Convert every item below into a numbered list of lines, skipping any blank lines. Leave the pictures out of your answer.

Items stored from a collection
╔══

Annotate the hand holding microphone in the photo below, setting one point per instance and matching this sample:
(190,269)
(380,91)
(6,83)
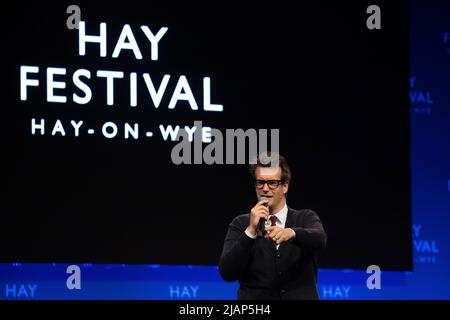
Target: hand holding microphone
(258,215)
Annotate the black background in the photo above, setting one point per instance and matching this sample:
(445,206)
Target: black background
(336,90)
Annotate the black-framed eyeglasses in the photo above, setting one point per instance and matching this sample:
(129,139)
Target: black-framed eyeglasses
(272,184)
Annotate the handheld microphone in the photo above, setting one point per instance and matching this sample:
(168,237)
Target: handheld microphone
(261,231)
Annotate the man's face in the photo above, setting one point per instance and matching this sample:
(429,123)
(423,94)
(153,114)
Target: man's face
(276,195)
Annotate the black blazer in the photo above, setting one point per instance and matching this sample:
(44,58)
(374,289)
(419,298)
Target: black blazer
(267,273)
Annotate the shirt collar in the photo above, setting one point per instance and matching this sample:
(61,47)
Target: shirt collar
(282,214)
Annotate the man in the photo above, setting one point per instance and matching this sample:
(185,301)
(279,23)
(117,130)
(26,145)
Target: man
(283,263)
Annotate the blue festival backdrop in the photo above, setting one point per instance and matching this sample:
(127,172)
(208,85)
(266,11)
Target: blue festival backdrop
(429,97)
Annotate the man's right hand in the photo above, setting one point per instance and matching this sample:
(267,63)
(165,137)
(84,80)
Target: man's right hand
(258,211)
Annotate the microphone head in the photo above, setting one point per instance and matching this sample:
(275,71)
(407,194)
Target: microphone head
(263,198)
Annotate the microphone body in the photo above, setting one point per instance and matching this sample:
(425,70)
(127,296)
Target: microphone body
(261,230)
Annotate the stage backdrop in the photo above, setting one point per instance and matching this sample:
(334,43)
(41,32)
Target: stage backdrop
(430,171)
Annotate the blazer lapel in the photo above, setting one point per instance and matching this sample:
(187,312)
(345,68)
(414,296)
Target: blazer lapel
(289,224)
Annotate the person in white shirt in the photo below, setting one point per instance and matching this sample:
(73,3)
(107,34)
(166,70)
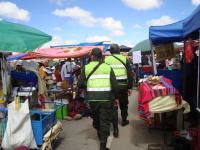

╚══

- [The solution]:
1. Annotate the hand holding microphone in the photo below, setting one point per instance and matching this sample:
2. (190,269)
3. (380,91)
4. (6,83)
5. Target: hand holding microphone
6. (258,215)
7. Annotate the black background in the photo above, setting one point per instance and matching this sample:
8. (445,206)
9. Target: black background
10. (336,90)
11. Annotate the black-framed eyeglasses in the photo above, setting one point per instance and matching this sample:
12. (129,139)
13. Target: black-framed eyeglasses
14. (272,184)
15. Annotate the handheld microphone in the photo above, setting one point per instance and matching this sample:
16. (168,237)
17. Target: handheld microphone
18. (261,231)
19. Annotate the man's face in the photo above, setting one point per instance and matching this sample:
20. (429,123)
21. (423,94)
22. (153,114)
23. Target: man's face
24. (276,195)
25. Annotate the black blazer in the photo above, setting one point per instance and matching this sample:
26. (44,58)
27. (374,289)
28. (419,298)
29. Target: black blazer
30. (267,273)
31. Annotate the shirt collar in the photo above, setting one point per instance and matching this sample:
32. (61,47)
33. Target: shirt collar
34. (282,214)
35. Annotate the man in the photo above, setting one point per instance and matching this sample:
36. (185,301)
37. (279,23)
38. (117,130)
39. (26,145)
40. Target: man
41. (283,263)
42. Annotate the blue festival backdrop in the photo above, setting one point per instance and matching this sample:
43. (127,172)
44. (208,85)
45. (266,11)
46. Target: blue festival backdrop
47. (429,97)
48. Annotate the man's right hand in the photo above, setting one point per instance and matching this sample:
49. (267,63)
50. (165,137)
51. (84,80)
52. Target: man's right hand
53. (258,211)
54. Annotate the microphone head in the photo above, setting one point per instance and matching this sample:
55. (275,71)
56. (407,194)
57. Target: microphone head
58. (263,198)
59. Annotate the microphone body in the photo above, setting one point per instance and matching this sample:
60. (425,70)
61. (127,296)
62. Target: microphone body
63. (261,230)
64. Annotate the stage backdrop in the photo above, setting one point per instance and matching this sample:
65. (334,43)
66. (41,32)
67. Target: stage backdrop
68. (430,171)
69. Annotate the blazer lapel in the photo above, setting one point per instance and matching this sample:
70. (187,312)
71. (345,68)
72. (414,296)
73. Target: blazer lapel
74. (289,224)
75. Annotate the person in white shirt in the photo below, setting one point per instance and matching this sample:
76. (73,3)
77. (107,34)
78. (166,70)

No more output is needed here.